**Set task A**
Which lines of the listing contain the string "hair"? Filter them out and copy each one.

**Excerpted text**
*****

Monday, May 26, 2008 11:11 PM
Michael S. Kaplan
You want to know what's weak? Strong password rules, that's what's weak!
Regular reader Jan Kučera asked over in the Suggestion Box:
Hi,
Okay, this might be a little bit non-technical question, but... every day, somebody wants a _strong_ password from me. The best one would be of course kilometer long, with some crazy stuff like _-*!#$ in it.
Well, I have nothing against special 'symbols' in the password, but why on earth only ASCII characters are supported? I don't know how about eg. banks in USA, but for my short life I haven't found any web site allowing me to enter (um... support) unicode password.
Am I missing something fundamental here? :)
Jan
My experience has been similar to Jan's though slightly different:
- You can include pretty much any kind of character you want, but
- Characters outside of ASCII are not given appropriate consideration in term of overall complexity.
Thus when you look at MSDN topics like Strong Password Enforcement and Passfilt.dll, they say things like:
The following complexity requirements are enforced by strong password enforcement:
- Passwords may not contain your user name or any part of your full name.
- Passwords must be at least six characters long.
- Passwords must contain elements from three of the four following types of characters.
| Character types |
Examples |
| English uppercase letters |
A, B, C, … Z |
| English lowercase letters |
a, b, c, … z |
| Westernized Arabic numerals |
0, 1, 2, … 9 |
| Non-alphanumeric characters (special characters) |
$,!,%,^ |
| Unicode characters |
€, Γ, ƒ, λ |
Having a nod to Unicode seems nice, and it is a welcome addition to the world of password complexity.

*****

**Set task B**
Answer these questions about the post on password rules:
(i) Where did Jan Kučera ask his question?
(ii) What is the minimum password length under strong password enforcement?
(iii) On what date was the post published?

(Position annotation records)

*****

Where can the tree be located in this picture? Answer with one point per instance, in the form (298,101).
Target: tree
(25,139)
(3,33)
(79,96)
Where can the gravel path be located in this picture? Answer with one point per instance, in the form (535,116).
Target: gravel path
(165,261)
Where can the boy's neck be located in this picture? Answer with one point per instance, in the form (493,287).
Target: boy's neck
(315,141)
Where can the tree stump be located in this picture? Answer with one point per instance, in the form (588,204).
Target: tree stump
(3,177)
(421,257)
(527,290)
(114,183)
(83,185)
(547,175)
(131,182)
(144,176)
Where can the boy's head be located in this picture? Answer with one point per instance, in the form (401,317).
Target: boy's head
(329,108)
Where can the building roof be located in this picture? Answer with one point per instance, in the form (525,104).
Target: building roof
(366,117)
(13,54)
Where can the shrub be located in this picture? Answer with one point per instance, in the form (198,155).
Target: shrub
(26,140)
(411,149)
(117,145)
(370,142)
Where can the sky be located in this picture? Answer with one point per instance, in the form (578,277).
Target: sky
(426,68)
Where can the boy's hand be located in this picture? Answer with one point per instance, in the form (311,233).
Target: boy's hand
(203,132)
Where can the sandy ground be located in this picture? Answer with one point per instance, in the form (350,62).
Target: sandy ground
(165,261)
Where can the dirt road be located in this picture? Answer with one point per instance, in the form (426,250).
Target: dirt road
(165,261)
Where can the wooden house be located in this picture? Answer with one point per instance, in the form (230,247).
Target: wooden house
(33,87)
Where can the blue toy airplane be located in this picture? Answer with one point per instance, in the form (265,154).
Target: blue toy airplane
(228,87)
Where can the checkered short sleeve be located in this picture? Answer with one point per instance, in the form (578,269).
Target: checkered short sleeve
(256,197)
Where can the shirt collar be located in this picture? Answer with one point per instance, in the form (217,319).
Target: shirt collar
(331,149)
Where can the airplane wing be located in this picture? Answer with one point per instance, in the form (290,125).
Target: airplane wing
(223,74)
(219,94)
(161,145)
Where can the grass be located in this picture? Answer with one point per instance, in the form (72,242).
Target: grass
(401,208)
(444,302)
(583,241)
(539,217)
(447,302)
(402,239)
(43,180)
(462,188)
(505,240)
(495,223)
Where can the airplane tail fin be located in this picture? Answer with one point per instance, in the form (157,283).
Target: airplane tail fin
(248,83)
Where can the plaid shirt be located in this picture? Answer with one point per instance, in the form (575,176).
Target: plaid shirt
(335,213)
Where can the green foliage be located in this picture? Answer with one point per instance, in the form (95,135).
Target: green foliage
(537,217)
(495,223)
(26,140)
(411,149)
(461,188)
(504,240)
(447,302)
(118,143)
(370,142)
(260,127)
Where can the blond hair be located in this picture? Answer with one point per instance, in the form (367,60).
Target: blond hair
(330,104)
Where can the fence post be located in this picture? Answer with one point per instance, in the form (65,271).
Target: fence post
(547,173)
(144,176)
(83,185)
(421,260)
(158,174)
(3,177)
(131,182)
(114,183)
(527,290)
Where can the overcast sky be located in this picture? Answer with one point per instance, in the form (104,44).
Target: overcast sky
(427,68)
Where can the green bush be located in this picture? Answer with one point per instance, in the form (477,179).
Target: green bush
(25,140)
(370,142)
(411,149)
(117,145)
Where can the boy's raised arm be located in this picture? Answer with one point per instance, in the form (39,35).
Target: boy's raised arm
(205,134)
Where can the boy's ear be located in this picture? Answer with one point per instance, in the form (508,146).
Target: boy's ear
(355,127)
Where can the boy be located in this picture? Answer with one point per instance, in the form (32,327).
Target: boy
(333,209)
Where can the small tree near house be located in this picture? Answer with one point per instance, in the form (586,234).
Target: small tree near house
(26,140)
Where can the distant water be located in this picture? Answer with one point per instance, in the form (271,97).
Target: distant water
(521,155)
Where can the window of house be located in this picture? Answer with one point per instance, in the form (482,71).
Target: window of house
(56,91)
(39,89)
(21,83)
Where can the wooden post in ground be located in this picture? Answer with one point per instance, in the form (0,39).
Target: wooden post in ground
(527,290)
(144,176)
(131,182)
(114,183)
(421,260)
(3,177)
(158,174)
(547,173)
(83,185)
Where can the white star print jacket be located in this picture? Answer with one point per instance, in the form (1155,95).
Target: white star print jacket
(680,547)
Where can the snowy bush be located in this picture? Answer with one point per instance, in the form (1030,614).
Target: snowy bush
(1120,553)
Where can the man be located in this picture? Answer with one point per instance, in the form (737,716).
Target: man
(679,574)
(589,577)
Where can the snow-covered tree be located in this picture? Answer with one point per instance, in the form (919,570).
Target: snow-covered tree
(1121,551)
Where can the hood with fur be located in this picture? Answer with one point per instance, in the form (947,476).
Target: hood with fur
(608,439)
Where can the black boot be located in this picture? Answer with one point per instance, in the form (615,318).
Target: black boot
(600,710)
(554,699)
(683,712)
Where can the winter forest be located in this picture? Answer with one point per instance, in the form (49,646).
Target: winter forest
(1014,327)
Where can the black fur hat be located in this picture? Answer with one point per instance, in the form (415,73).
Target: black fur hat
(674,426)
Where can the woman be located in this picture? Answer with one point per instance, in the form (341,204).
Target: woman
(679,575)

*****

**Written answer A**
Where can the blond hair be located in this picture? Answer with one point per instance, in the form (367,60).
Target: blond hair

**Written answer B**
(i) In the Suggestion Box.
(ii) Six characters.
(iii) Monday, May 26, 2008.